ACTIVITY:
Every line below that contains "glove" is to be copied.

[PROVIDED DATA — start]

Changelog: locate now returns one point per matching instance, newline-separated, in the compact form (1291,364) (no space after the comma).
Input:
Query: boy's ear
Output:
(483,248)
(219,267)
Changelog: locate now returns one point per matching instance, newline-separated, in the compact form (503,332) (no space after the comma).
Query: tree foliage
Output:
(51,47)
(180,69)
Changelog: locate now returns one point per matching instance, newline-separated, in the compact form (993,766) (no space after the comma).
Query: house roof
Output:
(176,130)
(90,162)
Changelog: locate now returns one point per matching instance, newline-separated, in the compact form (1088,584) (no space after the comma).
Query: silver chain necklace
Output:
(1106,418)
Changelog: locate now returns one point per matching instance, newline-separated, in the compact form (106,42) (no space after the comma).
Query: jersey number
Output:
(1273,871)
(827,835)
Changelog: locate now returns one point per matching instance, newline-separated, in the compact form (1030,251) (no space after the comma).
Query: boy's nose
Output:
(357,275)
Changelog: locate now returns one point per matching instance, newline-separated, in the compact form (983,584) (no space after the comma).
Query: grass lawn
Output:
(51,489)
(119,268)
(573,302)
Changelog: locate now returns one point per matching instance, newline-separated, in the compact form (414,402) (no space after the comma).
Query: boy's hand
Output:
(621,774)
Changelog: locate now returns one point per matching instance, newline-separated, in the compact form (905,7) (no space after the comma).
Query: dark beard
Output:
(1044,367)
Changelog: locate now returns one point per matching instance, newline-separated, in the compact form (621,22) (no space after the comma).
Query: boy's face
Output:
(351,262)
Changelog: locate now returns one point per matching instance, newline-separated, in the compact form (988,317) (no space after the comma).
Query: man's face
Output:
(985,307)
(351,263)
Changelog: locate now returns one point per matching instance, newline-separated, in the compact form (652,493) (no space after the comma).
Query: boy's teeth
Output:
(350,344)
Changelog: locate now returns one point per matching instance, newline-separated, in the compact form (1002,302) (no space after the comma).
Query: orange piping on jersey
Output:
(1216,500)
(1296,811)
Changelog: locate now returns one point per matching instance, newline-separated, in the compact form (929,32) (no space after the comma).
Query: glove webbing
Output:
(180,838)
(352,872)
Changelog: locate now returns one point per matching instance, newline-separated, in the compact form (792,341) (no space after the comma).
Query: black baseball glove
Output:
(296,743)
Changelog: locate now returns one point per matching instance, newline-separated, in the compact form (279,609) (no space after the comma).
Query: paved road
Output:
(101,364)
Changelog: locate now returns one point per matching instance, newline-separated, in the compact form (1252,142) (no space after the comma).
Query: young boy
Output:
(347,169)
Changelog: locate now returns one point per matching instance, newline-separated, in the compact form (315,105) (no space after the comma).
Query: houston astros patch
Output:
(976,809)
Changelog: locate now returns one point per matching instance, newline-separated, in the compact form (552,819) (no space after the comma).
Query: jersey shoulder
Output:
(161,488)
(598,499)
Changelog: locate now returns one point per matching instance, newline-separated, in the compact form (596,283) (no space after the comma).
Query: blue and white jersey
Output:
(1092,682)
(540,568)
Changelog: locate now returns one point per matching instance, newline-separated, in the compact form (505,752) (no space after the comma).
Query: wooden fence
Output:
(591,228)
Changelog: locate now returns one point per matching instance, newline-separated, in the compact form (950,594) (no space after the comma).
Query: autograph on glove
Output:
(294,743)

[PROVIDED DATA — finish]

WRITTEN REPLY:
Query: glove webbing
Query: black baseball glove
Query: autograph on glove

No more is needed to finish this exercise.